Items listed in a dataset

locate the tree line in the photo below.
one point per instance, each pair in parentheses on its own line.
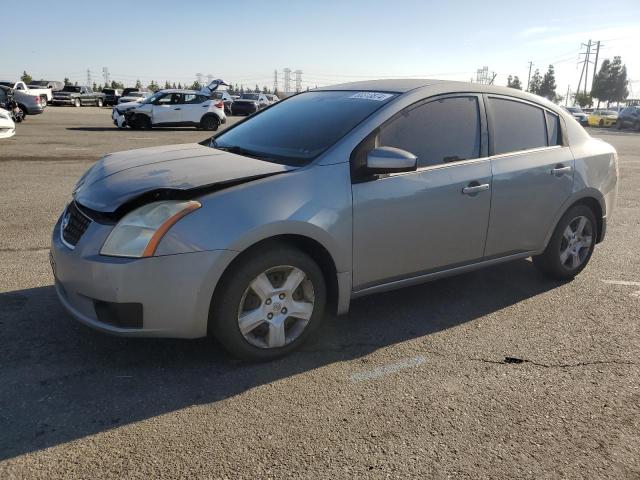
(610,84)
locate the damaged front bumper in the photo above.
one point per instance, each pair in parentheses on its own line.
(119,118)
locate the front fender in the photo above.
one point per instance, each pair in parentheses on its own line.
(314,202)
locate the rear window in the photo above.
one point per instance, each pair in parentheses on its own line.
(517,126)
(553,128)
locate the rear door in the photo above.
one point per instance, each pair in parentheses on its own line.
(194,107)
(532,174)
(408,224)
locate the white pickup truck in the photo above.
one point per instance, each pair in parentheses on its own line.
(20,89)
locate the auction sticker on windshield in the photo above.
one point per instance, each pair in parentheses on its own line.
(377,96)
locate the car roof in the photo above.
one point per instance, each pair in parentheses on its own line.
(440,86)
(180,90)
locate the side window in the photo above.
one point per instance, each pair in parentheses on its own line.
(165,100)
(193,98)
(437,132)
(517,126)
(553,129)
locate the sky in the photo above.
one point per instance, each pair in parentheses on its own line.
(244,41)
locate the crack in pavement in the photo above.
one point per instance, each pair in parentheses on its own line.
(29,249)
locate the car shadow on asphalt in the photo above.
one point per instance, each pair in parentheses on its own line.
(62,381)
(114,128)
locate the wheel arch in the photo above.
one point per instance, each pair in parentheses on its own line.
(591,198)
(310,246)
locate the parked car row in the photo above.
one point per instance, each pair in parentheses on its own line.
(30,101)
(621,117)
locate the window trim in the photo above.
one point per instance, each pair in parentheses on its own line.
(491,127)
(484,137)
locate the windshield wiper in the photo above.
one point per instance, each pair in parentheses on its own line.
(238,150)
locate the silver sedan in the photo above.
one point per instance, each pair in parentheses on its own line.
(323,197)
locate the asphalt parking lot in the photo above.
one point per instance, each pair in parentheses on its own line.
(499,373)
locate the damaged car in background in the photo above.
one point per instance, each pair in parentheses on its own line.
(174,108)
(171,108)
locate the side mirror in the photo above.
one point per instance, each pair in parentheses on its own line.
(391,160)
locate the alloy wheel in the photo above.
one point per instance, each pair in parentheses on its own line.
(576,243)
(276,307)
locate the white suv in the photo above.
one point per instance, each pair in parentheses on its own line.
(171,108)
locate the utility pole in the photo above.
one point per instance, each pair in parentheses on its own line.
(298,80)
(105,75)
(287,80)
(595,64)
(584,64)
(586,68)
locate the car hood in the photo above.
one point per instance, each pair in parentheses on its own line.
(124,106)
(119,178)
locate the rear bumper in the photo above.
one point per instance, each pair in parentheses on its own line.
(243,109)
(62,101)
(169,296)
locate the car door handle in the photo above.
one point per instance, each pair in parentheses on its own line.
(560,170)
(471,188)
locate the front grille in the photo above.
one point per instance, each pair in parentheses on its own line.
(74,224)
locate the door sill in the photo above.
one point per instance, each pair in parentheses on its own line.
(434,275)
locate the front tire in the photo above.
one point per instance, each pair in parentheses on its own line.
(140,122)
(268,304)
(571,245)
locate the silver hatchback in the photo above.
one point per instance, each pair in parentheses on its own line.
(323,197)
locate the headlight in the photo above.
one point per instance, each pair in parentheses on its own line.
(140,231)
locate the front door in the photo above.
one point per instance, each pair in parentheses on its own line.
(168,109)
(408,224)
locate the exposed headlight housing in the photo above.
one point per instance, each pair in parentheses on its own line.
(139,232)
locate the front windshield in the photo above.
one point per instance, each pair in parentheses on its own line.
(297,130)
(151,99)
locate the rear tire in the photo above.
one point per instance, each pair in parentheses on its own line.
(210,122)
(140,122)
(268,338)
(571,244)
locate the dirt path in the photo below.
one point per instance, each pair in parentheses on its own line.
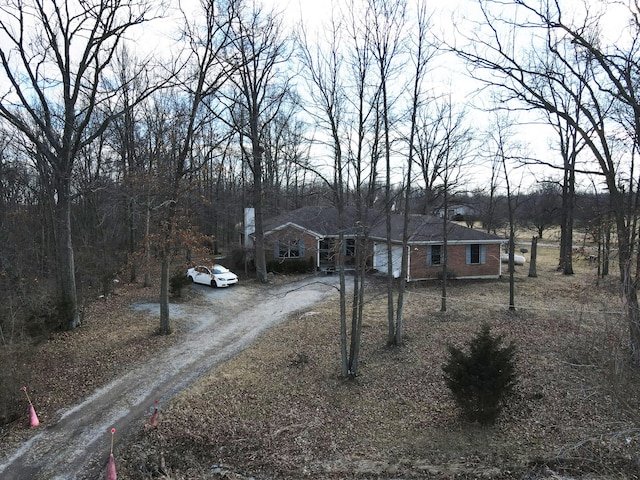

• What the task requires: Reproduce the rows from the line containing "locate the utility pole in the photo above." through the end of the rows, requests included, with every point coordinate in the answers multiplied by 2.25 and rounded to a whole number, halves rounded up. Omit the pictures.

• Task solution:
locate the utility pole in the photo above.
one point per instance, each pair in parentheses on its own line.
(671,180)
(236,169)
(646,180)
(1339,144)
(1314,144)
(1319,153)
locate the car hood in the photo above.
one point per instance, each pair in parentheses on its own line.
(279,239)
(268,401)
locate the rear bumper in the photo above.
one point per instance, each pair in parentheses on its own line.
(547,245)
(140,227)
(380,666)
locate the car door handle in the photo above.
one point per instance, each pair in parentheses on its own line.
(1260,383)
(1060,423)
locate the front grille in the photo above.
one point per instance, each pair in parentheses on its own line.
(167,504)
locate the door sill in the photo above.
one point per instance, each pair in parentheses on its own line.
(977,619)
locate the front tire in the photo above.
one point per instance, each pair in parentheses on its own line.
(315,275)
(603,684)
(1285,551)
locate the silver hatchback in the photo above.
one point per instance, each pair in parentheses on its own line.
(727,443)
locate the headlight in the photo above.
one point per instance, each pair in parentheses on its own line.
(315,520)
locate the front door in the photo above.
one point per instance, each pair in parentheses on its own line.
(378,245)
(918,504)
locate the exposed headlight housing in the photo above.
one point per instance, each pair in parentheses on its own line.
(313,522)
locate the front windshield in the photo above.
one point per instance, each pair in parentheses on its own line.
(668,293)
(340,223)
locate the rear tire in the photo above.
one point per instance, each pair in parentheses on its own line.
(473,275)
(315,275)
(603,761)
(1285,549)
locate the dirt path in the photo below.
one point per instance, each pair in parentheses on its own line.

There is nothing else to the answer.